- WHAT YOU NEED TO DO
Copy the entries from the start through the line containing "[[437,298],[405,296],[302,343],[437,343]]", swapping "pavement" for "sidewalk" and changing nothing else.

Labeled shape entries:
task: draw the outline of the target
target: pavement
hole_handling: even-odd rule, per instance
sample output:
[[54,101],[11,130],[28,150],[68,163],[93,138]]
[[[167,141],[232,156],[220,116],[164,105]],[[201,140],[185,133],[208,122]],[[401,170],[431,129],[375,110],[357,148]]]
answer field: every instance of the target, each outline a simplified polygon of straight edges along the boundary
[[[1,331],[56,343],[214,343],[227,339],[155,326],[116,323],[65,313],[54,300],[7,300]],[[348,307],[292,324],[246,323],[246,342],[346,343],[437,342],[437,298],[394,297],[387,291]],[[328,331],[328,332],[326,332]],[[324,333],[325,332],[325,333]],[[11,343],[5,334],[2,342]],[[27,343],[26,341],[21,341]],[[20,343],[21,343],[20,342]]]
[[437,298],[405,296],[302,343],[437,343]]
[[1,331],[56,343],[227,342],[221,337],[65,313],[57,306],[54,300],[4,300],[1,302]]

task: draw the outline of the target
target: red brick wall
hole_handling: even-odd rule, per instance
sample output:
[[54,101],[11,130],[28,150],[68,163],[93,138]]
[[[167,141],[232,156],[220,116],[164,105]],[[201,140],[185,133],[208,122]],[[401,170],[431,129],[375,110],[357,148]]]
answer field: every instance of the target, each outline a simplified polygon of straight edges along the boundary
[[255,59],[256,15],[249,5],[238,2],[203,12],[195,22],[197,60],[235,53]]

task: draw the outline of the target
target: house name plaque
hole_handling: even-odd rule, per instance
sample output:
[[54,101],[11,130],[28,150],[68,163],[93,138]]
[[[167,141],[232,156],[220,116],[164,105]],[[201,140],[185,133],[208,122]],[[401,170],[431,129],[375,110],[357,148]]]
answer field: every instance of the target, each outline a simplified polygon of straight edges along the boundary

- WRITTEN SOLUTION
task: draw the outline of the target
target: sidewalk
hole_handling: even-odd rule, per instance
sample output:
[[54,101],[11,130],[28,150],[68,163],[93,138]]
[[[167,141],[232,156],[220,116],[164,105]],[[201,140],[185,133],[208,122]],[[401,170],[431,129],[375,110],[357,148]]]
answer field: every instance of the target, each outline a simplified polygon of straight edges along the boundary
[[[1,331],[56,343],[214,343],[227,339],[155,326],[116,323],[65,313],[54,300],[7,300]],[[348,307],[292,324],[246,323],[246,342],[346,343],[437,342],[437,298],[394,297],[387,291]],[[328,331],[328,332],[326,332]],[[324,333],[325,332],[325,333]],[[11,343],[5,334],[2,342]],[[27,343],[26,341],[21,341]],[[20,343],[21,343],[20,342]]]
[[437,298],[405,296],[302,343],[437,343]]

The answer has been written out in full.